● **EXERCISE AIM**: The reply should consist of the entire listing, word for word.

● **DATA TO EXAMINE**:
————————
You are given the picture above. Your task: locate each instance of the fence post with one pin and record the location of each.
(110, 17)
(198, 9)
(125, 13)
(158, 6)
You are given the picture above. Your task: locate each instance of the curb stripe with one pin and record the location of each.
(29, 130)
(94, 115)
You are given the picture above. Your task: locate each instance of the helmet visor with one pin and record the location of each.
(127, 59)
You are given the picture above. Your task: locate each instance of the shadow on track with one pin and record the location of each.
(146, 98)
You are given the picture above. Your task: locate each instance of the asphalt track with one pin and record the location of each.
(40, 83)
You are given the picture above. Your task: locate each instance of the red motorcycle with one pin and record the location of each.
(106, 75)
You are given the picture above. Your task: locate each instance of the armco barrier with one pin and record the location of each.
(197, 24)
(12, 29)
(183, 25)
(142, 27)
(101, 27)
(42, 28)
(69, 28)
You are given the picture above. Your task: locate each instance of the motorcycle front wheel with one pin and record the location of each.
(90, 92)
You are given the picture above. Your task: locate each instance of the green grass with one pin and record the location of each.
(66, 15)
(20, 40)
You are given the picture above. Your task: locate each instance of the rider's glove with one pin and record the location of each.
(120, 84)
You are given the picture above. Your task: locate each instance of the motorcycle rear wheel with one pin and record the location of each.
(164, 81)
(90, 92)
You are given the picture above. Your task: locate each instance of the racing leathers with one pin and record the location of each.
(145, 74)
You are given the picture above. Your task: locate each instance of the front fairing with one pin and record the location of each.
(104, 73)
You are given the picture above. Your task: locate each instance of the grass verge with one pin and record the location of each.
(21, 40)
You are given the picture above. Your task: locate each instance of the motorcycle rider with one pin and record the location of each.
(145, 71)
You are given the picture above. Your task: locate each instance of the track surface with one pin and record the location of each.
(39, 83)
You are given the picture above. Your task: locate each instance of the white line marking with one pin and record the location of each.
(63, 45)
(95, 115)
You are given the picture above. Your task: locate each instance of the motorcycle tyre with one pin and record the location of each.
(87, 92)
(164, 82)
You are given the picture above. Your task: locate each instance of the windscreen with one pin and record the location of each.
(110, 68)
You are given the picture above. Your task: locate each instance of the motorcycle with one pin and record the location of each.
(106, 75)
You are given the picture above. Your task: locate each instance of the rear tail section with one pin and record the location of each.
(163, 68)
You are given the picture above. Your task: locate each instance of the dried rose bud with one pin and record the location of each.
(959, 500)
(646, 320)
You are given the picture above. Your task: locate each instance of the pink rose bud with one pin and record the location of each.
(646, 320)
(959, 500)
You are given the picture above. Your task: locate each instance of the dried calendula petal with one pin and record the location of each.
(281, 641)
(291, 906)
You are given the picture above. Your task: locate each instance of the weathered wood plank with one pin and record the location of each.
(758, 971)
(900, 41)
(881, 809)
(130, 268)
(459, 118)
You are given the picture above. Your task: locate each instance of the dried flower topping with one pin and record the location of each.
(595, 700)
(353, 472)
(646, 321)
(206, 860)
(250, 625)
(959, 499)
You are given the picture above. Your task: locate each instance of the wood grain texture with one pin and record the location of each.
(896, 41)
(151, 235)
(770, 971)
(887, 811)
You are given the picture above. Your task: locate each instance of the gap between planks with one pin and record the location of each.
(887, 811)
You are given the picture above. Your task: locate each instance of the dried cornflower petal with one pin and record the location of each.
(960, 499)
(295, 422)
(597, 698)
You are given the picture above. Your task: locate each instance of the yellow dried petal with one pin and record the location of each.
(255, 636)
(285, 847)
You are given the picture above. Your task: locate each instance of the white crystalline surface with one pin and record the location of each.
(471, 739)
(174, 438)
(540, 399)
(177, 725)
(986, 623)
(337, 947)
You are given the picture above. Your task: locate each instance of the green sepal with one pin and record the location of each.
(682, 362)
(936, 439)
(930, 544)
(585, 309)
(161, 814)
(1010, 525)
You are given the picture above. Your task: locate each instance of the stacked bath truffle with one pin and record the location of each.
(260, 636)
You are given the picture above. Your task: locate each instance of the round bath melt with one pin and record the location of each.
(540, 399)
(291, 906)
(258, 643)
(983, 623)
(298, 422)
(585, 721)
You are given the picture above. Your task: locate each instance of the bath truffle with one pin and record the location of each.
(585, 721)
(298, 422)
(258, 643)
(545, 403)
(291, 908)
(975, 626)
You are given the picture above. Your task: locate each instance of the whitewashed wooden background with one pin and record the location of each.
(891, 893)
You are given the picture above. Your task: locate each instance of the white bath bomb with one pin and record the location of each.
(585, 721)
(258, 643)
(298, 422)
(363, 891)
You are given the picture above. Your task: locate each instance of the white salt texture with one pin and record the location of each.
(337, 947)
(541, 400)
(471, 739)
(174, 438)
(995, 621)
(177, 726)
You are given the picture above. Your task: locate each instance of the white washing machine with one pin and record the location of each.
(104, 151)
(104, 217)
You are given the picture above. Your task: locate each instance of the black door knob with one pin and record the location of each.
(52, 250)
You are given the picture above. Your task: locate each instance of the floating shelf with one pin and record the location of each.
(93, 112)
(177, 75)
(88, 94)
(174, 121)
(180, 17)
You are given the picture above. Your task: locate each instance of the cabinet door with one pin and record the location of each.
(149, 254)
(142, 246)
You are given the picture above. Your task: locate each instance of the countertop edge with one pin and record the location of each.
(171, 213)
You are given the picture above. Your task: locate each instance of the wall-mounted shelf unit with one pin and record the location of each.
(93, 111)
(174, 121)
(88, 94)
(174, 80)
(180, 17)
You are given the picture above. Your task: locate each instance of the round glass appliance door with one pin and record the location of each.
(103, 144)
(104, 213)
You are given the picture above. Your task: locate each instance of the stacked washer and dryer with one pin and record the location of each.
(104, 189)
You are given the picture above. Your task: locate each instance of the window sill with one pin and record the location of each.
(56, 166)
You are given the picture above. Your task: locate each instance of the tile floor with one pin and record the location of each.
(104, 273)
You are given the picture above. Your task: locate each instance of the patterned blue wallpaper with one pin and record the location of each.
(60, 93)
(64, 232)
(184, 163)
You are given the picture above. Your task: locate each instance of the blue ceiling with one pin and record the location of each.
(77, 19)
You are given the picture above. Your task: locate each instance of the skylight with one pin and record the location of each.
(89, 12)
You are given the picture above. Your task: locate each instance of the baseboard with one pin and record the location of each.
————————
● **EXERCISE RESPONSE**:
You are given the picture above. Your task: locate each instance of the fence post with one pin and record the location of each.
(110, 17)
(198, 9)
(125, 13)
(158, 6)
You are given the picture above. Your task: locate each instance of the curb stripe with one pin and record the location of each.
(29, 130)
(94, 115)
You are given the picture above. Your task: locate each instance of the helmet visor with one pin and record the location of each.
(127, 59)
You are given the picture above. Your task: locate each instance of the shadow on track with one pin and record the location of each.
(146, 98)
You are given the picture above. Your task: locate each instance of the asphalt track with one pin and record the location of each.
(40, 83)
You are given the picture above. Your task: locate each instance of the red motorcycle with one pin and record the location of each.
(106, 75)
You are given the picture above. Your task: locate each instance of the armco barrier with one pin and record the location of each.
(197, 24)
(12, 29)
(183, 25)
(142, 27)
(101, 27)
(42, 28)
(69, 28)
You are given the picture above. Your task: locate each instance of the motorcycle front wheel with one pin and record the location of each.
(90, 92)
You are given the picture above. Your task: locate each instance of the green grass with one pin and record the location of each.
(66, 15)
(20, 40)
You are given the picture above. Your task: locate each instance of the rider's glove with one pin and record the location of each.
(120, 84)
You are given the picture above. Your task: locate each instance of the motorcycle rear wheel with one pin and record the location of each.
(164, 81)
(90, 92)
You are given the picture above. Your task: locate each instance of the racing leathers with one pin and record the location of each.
(145, 74)
You are given the picture above. Your task: locate each instance of the front fairing with one pin and record the location of each.
(104, 73)
You are given the picture above. Your task: locate each instance of the grass verge with one pin and record the location of each.
(21, 40)
You are given the picture above. Your task: locate each instance of the motorcycle rider with one pin and record the location of each.
(145, 71)
You are given the picture above. Your task: locate each instance of the track surface with one pin and record the location of each.
(39, 83)
You are given the picture above. Your task: locate each instance of the white line marking with one pin and record the location of each.
(63, 45)
(95, 115)
You are given the picture above. Your task: locate each instance of the motorcycle tyre with one pin and record the location of each.
(87, 92)
(164, 82)
You are given the picture above. Your task: locate each instance of the windscreen with one pin and record the location of each.
(110, 68)
You are given the picture above. Your task: locate each instance of the motorcycle with one pin and record the location of each.
(106, 75)
You are given the picture above. Your task: locate each instance of the rear tail section with one pin and record the location of each.
(163, 68)
You are given the picture above. Your task: locate each instance of the dried rose bud with one pin and record the location of each.
(959, 500)
(646, 320)
You are given the picture above. Your task: locate each instance of the pink rose bud with one pin and record the location of each.
(646, 320)
(959, 500)
You are given the picture above. Your task: locate each instance of the dried calendula petal with one pin and record the location of each.
(281, 641)
(291, 906)
You are given the picture above. Your task: locate each instance of the weathered wood plank with one pin and record the location of each.
(758, 971)
(900, 41)
(881, 809)
(130, 268)
(459, 118)
You are given the picture above. Your task: locate each instance of the dried flower topping with one pin and record the location of each.
(595, 700)
(353, 472)
(646, 321)
(206, 860)
(250, 625)
(959, 499)
You are given the picture above. Your task: locate each instance of the wood grain texture with one pin and record the location of each.
(896, 41)
(151, 235)
(770, 971)
(887, 811)
You are given the picture above. Your task: locate each instance of the gap between planks with one pin and record the location of each.
(887, 811)
You are given the picture above. Your task: locate each instance of the dried cornflower petal with one pin and record the location of each.
(960, 499)
(295, 422)
(597, 698)
You are given the picture above. Your task: locate each instance of the yellow dried petal with one pin and record the location of each.
(255, 636)
(285, 847)
You are given the picture above. Your task: locate each instance of the white crystalline surface with one pin and record the location of each.
(471, 739)
(174, 438)
(540, 399)
(177, 725)
(986, 623)
(337, 947)
You are given the picture above. Your task: locate each instance of the green sepal with one pin and record the location of each.
(682, 362)
(936, 439)
(930, 544)
(585, 309)
(161, 814)
(1010, 525)
You are given the picture above. Your task: locate each instance of the stacked bath truffle with one pin and record the location of each.
(260, 636)
You are given the picture above. Your task: locate each instance of the round bath melt with one pin and record the location of each.
(540, 399)
(291, 906)
(258, 643)
(983, 623)
(298, 422)
(585, 721)
You are given the picture above. Your task: locate each instance of the bath truffle with one pin and record the location of each.
(585, 721)
(298, 422)
(258, 643)
(545, 403)
(291, 908)
(975, 626)
You are given the picture above. Your task: locate each instance of the whitewashed wooden background with one pin and record the location of each.
(891, 893)
You are given the picture above. Your task: locate each instance of the white bath bomb with one pin and record the location of each.
(585, 721)
(258, 643)
(298, 422)
(363, 891)
You are given the picture above. Your task: locate each instance of the white salt texture with one pin and record the location of each.
(337, 947)
(541, 400)
(471, 739)
(174, 438)
(995, 621)
(177, 726)
You are given the picture above. Your task: locate each instance of the white washing machine with one pin and record the location of each.
(104, 151)
(104, 217)
You are given the picture above. Your task: locate each instance of the black door knob with one pin and record the location of each.
(52, 250)
You are given the picture above. Your task: locate each instance of the floating shelf with one pin and record the location of each.
(93, 112)
(177, 75)
(88, 94)
(174, 121)
(180, 17)
You are given the picture above. Your task: locate each instance of the cabinet door with one pin and record the location of each.
(149, 254)
(142, 246)
You are given the picture above. Your task: locate each instance of the countertop edge with one pin and record the location of each.
(171, 213)
You are given the picture above. Your task: locate each instance of the wall-mounted shelf unit with one pin and record the location of each.
(93, 111)
(174, 121)
(88, 94)
(174, 80)
(180, 17)
You are given the picture above. Your task: locate each instance of the round glass appliance door with one pin and record the location of each.
(103, 144)
(104, 213)
You are given the picture above. Your task: locate each instance of the stacked washer and dryer with one pin and record the location of each.
(104, 189)
You are given the picture above. Your task: locate each instance of the window sill with one pin and record the location of each.
(56, 166)
You are given the picture above. Your task: locate each instance of the tile floor with one pin and record the location of each.
(104, 273)
You are given the picture above. Your task: locate each instance of the patterned blue wallpaper with one pin and record the location of each.
(60, 93)
(64, 232)
(184, 163)
You are given the picture above. Your task: locate each instance of the blue ceiling with one pin and record the location of each.
(77, 19)
You are given the picture above. Your task: locate each instance of the skylight with one pin and record the location of each.
(89, 12)
You are given the picture above. Your task: locate each instance of the baseboard with one pin and record the location of each.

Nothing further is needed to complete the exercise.